Глава 2. Родные места

Анатолий Сидоренко
Детство своё и школьные годы я прожил в селе Мачеха Волгоградской области. Надо отметить, что в разные времена область наша называлась то Саратовской, то Балашовской, и, наконец, Сталинградской, а потом уже, по известной причине, Волгоградской. Какое-то время село Мачеха было процветающим селом и центром Мачешанского района. Но в хрущёвские времена в результате интриг партийного руководства, районный центр из нашего села передали в соседнюю станицу Преображенскую, которая в то время называлась рабочим поселком Киквидзе, и район наш стал Киквидзенским.
Село было типичной глубинкой. С одной стороны, в сорока километрах от нас находилась железнодорожная станция Елань Камышинская, рядом с которой соседствовал рабочий поселок с аналогичным названием Елань. С другой стороны, в шестидесяти километрах от нас была станция Филоново, а примыкающий к ней поселок назывался Новоаннинский.
-*-*-
Список заданий -
• A. Перечислите все названия, которые в разные времена носила область, где находится село Мачеха, согласно отрывку о селе Мачеха.
• B. Как назывался поселок у станции Филоново в отрывке о селе Мачеха?
• C. Продолжите отрывок о селе Мачеха, начав сразу после его последнего предложения.

Сохранённые записи данных -
-*-*-
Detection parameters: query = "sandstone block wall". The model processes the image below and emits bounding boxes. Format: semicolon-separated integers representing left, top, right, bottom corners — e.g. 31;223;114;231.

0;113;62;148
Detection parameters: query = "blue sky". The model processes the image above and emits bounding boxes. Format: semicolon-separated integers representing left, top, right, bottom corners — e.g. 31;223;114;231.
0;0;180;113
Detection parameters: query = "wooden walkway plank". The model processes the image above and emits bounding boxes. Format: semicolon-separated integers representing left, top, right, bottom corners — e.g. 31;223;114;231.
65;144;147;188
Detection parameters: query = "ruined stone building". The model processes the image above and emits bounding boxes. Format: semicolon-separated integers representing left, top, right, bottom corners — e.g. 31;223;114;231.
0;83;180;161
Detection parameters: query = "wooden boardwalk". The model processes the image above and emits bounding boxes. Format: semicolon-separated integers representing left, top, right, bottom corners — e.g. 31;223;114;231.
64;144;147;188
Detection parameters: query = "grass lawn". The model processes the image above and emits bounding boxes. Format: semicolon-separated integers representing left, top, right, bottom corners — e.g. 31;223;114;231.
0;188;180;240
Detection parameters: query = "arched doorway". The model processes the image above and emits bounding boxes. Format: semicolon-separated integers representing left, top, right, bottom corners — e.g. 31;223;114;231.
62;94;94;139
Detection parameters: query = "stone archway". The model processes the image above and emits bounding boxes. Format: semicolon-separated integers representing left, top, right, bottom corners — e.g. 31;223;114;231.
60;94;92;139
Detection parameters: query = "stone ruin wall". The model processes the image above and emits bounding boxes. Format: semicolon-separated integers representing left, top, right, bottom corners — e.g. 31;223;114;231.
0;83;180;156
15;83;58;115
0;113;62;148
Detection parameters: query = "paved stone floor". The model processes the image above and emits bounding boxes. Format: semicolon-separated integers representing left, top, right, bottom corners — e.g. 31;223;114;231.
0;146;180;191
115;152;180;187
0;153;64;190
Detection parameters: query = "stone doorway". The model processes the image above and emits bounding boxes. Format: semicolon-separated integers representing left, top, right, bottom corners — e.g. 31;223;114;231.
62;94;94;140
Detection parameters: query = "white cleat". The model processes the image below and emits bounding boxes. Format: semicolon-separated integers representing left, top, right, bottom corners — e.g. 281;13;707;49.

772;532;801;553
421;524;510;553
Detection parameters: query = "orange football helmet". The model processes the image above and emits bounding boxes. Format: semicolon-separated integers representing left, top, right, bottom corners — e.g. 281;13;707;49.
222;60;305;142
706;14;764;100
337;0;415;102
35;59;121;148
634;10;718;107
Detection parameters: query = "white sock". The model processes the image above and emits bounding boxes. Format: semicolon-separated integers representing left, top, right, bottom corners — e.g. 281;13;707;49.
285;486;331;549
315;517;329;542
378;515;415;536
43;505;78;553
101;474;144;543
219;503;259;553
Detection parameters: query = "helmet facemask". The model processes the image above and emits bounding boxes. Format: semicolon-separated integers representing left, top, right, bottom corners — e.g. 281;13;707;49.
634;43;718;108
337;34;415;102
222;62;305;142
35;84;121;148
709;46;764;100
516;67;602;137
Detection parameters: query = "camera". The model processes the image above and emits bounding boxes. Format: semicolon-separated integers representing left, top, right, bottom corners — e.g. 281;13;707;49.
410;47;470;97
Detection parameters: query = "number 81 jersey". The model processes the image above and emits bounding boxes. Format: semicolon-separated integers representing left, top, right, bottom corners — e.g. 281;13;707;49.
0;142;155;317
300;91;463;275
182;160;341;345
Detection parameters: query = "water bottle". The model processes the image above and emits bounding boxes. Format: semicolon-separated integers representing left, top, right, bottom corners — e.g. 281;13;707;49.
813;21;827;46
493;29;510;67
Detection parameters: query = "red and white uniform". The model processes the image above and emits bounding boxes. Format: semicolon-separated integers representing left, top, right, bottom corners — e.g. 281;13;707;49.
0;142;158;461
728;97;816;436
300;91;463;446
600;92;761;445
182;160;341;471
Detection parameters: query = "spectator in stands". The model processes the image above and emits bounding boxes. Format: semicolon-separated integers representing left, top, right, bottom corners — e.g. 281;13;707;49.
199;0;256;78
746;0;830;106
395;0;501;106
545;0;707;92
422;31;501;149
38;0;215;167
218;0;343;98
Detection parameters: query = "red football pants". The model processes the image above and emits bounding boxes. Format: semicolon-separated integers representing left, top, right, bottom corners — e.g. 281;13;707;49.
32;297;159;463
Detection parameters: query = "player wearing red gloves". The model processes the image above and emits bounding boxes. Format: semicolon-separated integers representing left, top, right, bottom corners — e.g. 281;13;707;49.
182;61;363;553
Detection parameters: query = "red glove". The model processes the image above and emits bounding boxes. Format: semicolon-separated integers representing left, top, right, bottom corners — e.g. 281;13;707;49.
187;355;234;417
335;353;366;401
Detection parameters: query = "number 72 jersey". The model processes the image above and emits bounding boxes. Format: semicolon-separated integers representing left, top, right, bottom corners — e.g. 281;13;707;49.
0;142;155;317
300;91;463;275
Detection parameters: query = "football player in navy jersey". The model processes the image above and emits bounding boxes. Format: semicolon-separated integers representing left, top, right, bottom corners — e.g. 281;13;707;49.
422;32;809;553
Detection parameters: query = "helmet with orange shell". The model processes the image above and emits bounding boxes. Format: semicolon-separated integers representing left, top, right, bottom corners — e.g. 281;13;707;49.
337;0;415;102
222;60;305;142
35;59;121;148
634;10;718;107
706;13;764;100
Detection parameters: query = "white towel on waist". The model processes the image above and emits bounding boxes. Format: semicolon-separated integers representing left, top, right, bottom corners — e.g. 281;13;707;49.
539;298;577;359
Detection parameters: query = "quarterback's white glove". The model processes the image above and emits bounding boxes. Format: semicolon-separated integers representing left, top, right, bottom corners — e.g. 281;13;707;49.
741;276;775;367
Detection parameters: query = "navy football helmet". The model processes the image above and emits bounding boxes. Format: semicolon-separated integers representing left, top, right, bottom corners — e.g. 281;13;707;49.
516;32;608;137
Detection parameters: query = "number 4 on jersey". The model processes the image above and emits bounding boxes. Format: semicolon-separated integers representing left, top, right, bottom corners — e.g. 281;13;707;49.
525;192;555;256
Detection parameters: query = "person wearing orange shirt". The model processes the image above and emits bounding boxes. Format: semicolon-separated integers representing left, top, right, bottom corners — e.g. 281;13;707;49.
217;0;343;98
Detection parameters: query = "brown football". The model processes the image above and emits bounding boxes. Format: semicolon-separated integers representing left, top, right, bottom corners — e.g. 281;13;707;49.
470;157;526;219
-*-*-
Ожидаемые ответы -
• A. Саратовская, Балашовская, Сталинградская, Волгоградская.

• B. Новоаннинский.

• C.
Расстояние по нынешним меркам небольшое, однако весенняя распутица, и даже просто сильный дождь, а также, зимние метели и бураны полностью отрезали наше село от внешнего мира и прекращали всякое гражданское сообщение. Добраться можно было исключительно на гусеничной технике либо на тяжелых колесных тракторах типа К-700. А всему виной чернозём, который при малейшем дожде превращался в непролазную грязь. И было это до тех пор, пока не построили, наконец, асфальтовую дорогу между этими станциями. Она прошла как раз через наше село и решила давнюю проблему, но было это уже после того, как я из села уехал.
Местность в наших краях степная. Во все стороны распаханные поля, разделённые дорогами для проезда колхозной техники, буграми и оврагами. Магистральная же дорога, которая связывала наше село с железнодорожными станциями, называлась грейдер, думаю по названию техники, что её обслуживала. На всем протяжении, с небольшими перерывами, ещё в сталинские времена, она была обсажена лесопосадками, выполнявшими роль ветрозащитных полос. Кроме обычных деревьев, растущих в наших краях, здесь встречались фруктовые деревья и ягодные кустарники. Почему-то запомнилась масляника, кустарник с листьями серовато-пепельного цвета и такого же цвета ягодами, вряд ли съедобными, и я думал, что это, может быть, какой-то дальний предок или дикая форма маслин. Недавно я узнал, что кустарник этот зовётся лох серебристый. И сразу романтики стало как-то меньше...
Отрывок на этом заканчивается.